§ AIM OF THE EXERCISE:
Write out all of the lines below, exactly and completely.

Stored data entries

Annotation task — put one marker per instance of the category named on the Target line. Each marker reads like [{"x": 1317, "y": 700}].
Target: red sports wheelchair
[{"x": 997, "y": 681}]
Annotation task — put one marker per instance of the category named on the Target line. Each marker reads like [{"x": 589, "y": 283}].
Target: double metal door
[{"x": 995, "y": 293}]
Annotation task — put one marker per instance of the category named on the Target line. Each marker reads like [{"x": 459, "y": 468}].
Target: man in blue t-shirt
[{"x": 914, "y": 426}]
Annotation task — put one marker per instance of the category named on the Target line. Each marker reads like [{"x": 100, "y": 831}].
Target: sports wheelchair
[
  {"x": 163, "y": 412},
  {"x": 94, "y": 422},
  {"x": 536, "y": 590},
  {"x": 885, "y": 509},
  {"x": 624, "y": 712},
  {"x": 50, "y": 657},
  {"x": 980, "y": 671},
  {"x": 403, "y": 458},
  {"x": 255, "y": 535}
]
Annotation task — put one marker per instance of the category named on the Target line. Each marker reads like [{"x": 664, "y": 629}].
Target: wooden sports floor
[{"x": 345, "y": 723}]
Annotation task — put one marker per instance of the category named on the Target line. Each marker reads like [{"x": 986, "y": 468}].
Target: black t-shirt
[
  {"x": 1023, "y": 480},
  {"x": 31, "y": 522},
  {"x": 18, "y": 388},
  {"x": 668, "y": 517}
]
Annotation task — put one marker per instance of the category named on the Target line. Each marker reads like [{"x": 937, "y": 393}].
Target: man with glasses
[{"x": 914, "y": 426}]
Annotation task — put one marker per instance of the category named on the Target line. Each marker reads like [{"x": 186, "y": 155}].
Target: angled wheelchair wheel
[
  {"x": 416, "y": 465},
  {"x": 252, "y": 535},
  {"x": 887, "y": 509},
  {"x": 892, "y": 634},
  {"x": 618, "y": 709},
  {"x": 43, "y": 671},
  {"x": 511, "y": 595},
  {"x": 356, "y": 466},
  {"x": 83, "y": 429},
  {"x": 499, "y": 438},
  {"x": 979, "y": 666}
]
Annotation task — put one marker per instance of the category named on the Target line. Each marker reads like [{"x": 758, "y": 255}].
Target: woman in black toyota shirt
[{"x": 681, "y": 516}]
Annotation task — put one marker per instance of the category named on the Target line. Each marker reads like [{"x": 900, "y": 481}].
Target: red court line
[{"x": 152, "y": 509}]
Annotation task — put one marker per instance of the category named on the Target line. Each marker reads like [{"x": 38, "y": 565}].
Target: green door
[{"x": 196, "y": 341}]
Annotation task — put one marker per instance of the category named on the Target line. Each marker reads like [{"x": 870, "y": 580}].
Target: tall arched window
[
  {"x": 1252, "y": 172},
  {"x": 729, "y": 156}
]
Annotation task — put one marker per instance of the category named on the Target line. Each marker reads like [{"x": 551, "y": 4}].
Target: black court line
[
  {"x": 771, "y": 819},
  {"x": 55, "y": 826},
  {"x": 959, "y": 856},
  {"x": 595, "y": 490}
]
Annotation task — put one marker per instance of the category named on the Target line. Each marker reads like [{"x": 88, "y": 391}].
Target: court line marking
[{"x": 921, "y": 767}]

§ RESPONSE TO THE TASK:
Annotation task — put one marker per instance of the category named on the Target line. Each marker reads like [{"x": 1317, "y": 700}].
Target: red sports wheelchair
[{"x": 997, "y": 681}]
Annotation task — put one marker per instance of the category named on the Target line. Each marker reads like [{"x": 589, "y": 283}].
Target: double metal door
[{"x": 995, "y": 293}]
Annotation task — put one marker per instance of the category named on the Target line. Each marker reads like [{"x": 459, "y": 468}].
Target: man in blue t-shirt
[{"x": 914, "y": 426}]
Annotation task — put one marker per instance of the category named on the Target line. Each marker reads like [{"x": 100, "y": 831}].
Target: sports wheelchair
[
  {"x": 163, "y": 412},
  {"x": 94, "y": 422},
  {"x": 536, "y": 590},
  {"x": 885, "y": 509},
  {"x": 624, "y": 712},
  {"x": 50, "y": 657},
  {"x": 980, "y": 671},
  {"x": 403, "y": 458},
  {"x": 255, "y": 535}
]
Annotation task — put one marker per instance of the category named on the Target line. Each marker reads like [{"x": 664, "y": 629}].
Target: wooden sports floor
[{"x": 345, "y": 723}]
Annotation task — put one marker per instance of the category named on the Target line. Each marker reads like [{"x": 986, "y": 468}].
Target: black t-shirt
[
  {"x": 1023, "y": 480},
  {"x": 31, "y": 522},
  {"x": 18, "y": 388},
  {"x": 668, "y": 517}
]
Annotation task — put one marker per instance of the category named on the Target line. Each marker reads like [{"x": 937, "y": 393}].
Target: man with glasses
[{"x": 914, "y": 426}]
Annotation task — put one marker per instance of the category named on the Target line. Each marker reads like [{"x": 186, "y": 155}].
Target: angled wheelchair wheel
[
  {"x": 416, "y": 465},
  {"x": 252, "y": 535},
  {"x": 887, "y": 509},
  {"x": 892, "y": 634},
  {"x": 618, "y": 709},
  {"x": 43, "y": 671},
  {"x": 511, "y": 595},
  {"x": 356, "y": 466},
  {"x": 83, "y": 429},
  {"x": 499, "y": 438},
  {"x": 979, "y": 666}
]
Annotation task — put one marker per instance of the category named on the Target line. Each marker reads like [{"x": 758, "y": 255}].
Target: woman in black toyota shirt
[{"x": 681, "y": 516}]
Annotation task — put one marker per instance of the category named on the Target line. Each marker reads like [{"x": 900, "y": 481}].
Target: red court line
[{"x": 152, "y": 509}]
Annotation task — put one marker per instance of the category named on the Target line. Each marker reads like [{"x": 38, "y": 565}].
Target: green door
[{"x": 196, "y": 341}]
Annotation task — put one marker per instance of the category named on the Target line. Each marker reads like [{"x": 870, "y": 580}].
Target: tall arched window
[
  {"x": 1252, "y": 172},
  {"x": 729, "y": 156}
]
Annotation task — put one marker per instance of the category named on the Target line. Each marker reads like [{"x": 551, "y": 4}].
Target: black court line
[
  {"x": 771, "y": 819},
  {"x": 55, "y": 826},
  {"x": 959, "y": 856},
  {"x": 595, "y": 490}
]
Annotation task — put one marker per instance of the category named on the Target line. Each marker reads like [{"x": 88, "y": 391}].
Target: court line marking
[{"x": 921, "y": 767}]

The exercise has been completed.